* _BRIEF_: Render the lines of the listing below as a Markdown table with the columns "Row" and "Line," starting with the line that contains "As a courtesy, could you identify the wristwatch" and going on through the line that contains "[0,366,1024,665]". Number each row, omit blank lines, and include no other lines.

* _EXERCISE MATERIALS_:
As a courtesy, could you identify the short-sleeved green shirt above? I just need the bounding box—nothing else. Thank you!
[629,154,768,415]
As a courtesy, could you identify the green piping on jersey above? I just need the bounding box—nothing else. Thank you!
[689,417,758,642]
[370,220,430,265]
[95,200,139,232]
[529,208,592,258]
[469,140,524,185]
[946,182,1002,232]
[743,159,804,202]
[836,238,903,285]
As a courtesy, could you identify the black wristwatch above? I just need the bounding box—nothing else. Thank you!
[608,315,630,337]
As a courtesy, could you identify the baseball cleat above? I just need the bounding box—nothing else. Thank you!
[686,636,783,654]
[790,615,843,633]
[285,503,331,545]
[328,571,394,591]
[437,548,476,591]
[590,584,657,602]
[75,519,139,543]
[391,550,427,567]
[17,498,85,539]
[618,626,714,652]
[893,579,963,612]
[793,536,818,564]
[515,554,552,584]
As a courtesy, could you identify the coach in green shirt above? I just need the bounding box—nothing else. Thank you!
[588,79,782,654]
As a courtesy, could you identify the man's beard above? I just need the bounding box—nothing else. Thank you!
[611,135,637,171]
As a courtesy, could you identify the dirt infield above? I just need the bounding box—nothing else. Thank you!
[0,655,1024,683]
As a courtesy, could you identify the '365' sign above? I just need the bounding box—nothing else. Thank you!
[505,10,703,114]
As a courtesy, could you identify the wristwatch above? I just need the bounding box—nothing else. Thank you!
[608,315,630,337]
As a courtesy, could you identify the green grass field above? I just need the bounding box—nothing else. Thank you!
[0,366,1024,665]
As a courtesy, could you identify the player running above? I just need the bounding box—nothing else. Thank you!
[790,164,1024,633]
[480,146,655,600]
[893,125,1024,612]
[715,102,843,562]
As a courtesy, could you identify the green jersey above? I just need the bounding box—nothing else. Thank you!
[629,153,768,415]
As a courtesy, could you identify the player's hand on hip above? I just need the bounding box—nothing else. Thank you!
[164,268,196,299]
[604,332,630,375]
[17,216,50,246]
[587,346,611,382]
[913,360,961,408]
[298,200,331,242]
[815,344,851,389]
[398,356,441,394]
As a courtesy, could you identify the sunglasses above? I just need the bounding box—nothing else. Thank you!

* _WRITTEN SOLUTION_:
| Row | Line |
|---|---|
| 1 | As a courtesy, could you identify the wristwatch above? I just need the bounding box—nothing else. Thank you! |
| 2 | [608,315,630,337] |
| 3 | As a courtesy, could you identify the green grass field above? I just need the bounding box—nothing else. Thank you! |
| 4 | [0,366,1024,665] |